What you have to do | Transcribe the listing in full. Keep every line exactly as it stands.

_ _ _

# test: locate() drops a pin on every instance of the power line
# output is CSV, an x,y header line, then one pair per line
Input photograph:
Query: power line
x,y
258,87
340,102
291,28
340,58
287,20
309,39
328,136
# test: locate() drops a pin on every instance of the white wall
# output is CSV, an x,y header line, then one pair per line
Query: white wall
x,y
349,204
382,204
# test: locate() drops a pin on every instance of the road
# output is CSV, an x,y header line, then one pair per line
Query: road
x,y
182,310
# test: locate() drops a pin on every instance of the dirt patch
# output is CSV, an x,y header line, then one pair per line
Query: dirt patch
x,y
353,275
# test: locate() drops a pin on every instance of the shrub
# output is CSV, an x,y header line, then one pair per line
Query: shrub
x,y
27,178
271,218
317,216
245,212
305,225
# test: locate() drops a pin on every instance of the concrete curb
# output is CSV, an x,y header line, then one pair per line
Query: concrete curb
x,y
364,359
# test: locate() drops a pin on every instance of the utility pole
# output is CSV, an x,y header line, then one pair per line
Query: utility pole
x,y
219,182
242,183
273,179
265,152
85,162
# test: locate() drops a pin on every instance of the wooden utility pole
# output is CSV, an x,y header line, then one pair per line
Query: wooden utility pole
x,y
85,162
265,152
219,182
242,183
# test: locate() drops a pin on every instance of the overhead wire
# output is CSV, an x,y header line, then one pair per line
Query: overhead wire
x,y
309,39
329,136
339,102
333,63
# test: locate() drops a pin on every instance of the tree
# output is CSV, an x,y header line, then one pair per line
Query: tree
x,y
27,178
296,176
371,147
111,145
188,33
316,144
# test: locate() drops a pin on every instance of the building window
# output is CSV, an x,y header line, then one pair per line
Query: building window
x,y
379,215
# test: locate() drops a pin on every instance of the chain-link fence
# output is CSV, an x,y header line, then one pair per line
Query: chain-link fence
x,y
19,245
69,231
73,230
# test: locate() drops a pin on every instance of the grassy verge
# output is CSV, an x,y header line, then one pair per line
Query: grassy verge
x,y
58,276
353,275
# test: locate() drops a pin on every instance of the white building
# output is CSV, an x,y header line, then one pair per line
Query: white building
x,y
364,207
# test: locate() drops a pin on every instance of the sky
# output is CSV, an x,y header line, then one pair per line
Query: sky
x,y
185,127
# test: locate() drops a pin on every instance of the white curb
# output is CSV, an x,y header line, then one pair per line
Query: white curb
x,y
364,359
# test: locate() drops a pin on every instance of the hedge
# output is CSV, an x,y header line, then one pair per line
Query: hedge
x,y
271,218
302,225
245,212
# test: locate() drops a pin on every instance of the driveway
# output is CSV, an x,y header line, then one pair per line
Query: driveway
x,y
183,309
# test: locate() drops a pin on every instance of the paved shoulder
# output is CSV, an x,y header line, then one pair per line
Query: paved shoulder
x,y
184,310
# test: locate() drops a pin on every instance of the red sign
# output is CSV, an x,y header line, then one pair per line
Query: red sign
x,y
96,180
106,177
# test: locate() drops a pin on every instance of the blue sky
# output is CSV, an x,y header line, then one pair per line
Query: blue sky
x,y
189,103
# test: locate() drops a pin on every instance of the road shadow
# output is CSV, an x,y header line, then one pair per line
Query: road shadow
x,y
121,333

_ _ _

Completed task |
# test: locate() drops a pin on every instance of the power line
# output is CSV, an x,y header line, then one pair per line
Input photograph:
Query: power line
x,y
258,87
340,102
291,28
340,58
287,20
309,39
328,136
# test: locate() drops a pin on every instance of the white wall
# output is CSV, an x,y header line, then one pair per line
Query: white wall
x,y
349,204
382,204
# test: locate() drops a pin on every instance of the road
# output is CSV, an x,y header line, then one pair per line
Query: road
x,y
182,310
# test: locate() drops a pin on every instance of the dirt patch
# output is CSV, an x,y header line, then one pair per line
Query: dirt patch
x,y
353,275
# test: locate() drops a pin on every instance of the shrub
# output is CSV, an x,y header line, then one pair per line
Query: shrub
x,y
27,178
271,218
317,216
245,212
305,225
# test: locate() drops a pin on every instance of the concrete curb
# output is CSV, an x,y header line, then one pair per line
Query: concrete curb
x,y
364,359
# test: locate() drops a pin on every instance of the utility pole
# output is CSV, an x,y header line, then one pair per line
Query: utility pole
x,y
219,182
242,183
273,179
265,152
85,162
# test: locate() drops a pin on every instance of the wooden utility pole
# output is CSV, an x,y header line, then one pair per line
Query: wooden utility pole
x,y
85,162
265,152
219,182
242,183
# test: locate() drops a pin on every instance of the overhead wire
# output is CSV, an x,y header line, then one pair per line
Query: overhead wire
x,y
309,39
329,136
339,102
333,63
# test: locate() drops a pin on every instance of the tree
# output is CSV, an x,y header line, then one pair per line
Query: tree
x,y
27,178
296,176
371,147
111,145
188,33
316,144
# test: locate() drops a pin on every instance of the building window
# output is CSV, an x,y header line, then one pair per line
Query: building window
x,y
379,215
# test: locate() drops a pin on every instance of the chain-link fence
# output is CSV, an x,y header line, then one pair per line
Query: chain-link fence
x,y
19,245
69,231
73,230
# test: locate() drops a pin on every instance of the grassy verge
# output is CSV, an x,y header line, then one pair per line
Query: grassy verge
x,y
58,276
353,275
# test: locate() drops a pin on every instance of the white building
# output is CSV, an x,y header line, then one pair per line
Query: white building
x,y
364,207
# test: locate() drops a pin on every instance of the sky
# output is CSV, an x,y header line, then one pair per line
Query: sky
x,y
185,127
# test: locate() drops a pin on every instance of the white curb
# output is CSV, an x,y header line, then one pair per line
Query: white curb
x,y
364,359
# test: locate() drops a pin on every instance of the hedge
# output is CSV, an x,y header line, then one pair per line
Query: hedge
x,y
271,218
302,225
245,212
# test: locate() drops a pin on every instance of the driveway
# output is CSV, an x,y header line, then one pair per line
Query: driveway
x,y
183,309
# test: locate() drops a pin on every instance of the paved shoulder
# output is CSV, an x,y header line, then one pair per line
Query: paved shoulder
x,y
184,310
# test: locate() drops a pin on every instance of the red sign
# output is CSV, an x,y header line, then one pair per line
Query: red sign
x,y
96,180
106,177
# test: locate() drops a pin on every instance of the blue sky
# output is CSV, an x,y header line, then one pair per line
Query: blue sky
x,y
189,103
# test: locate() drops a pin on every instance of the road shadow
# output is CSV, an x,y header line, then one pair per line
Query: road shadow
x,y
121,333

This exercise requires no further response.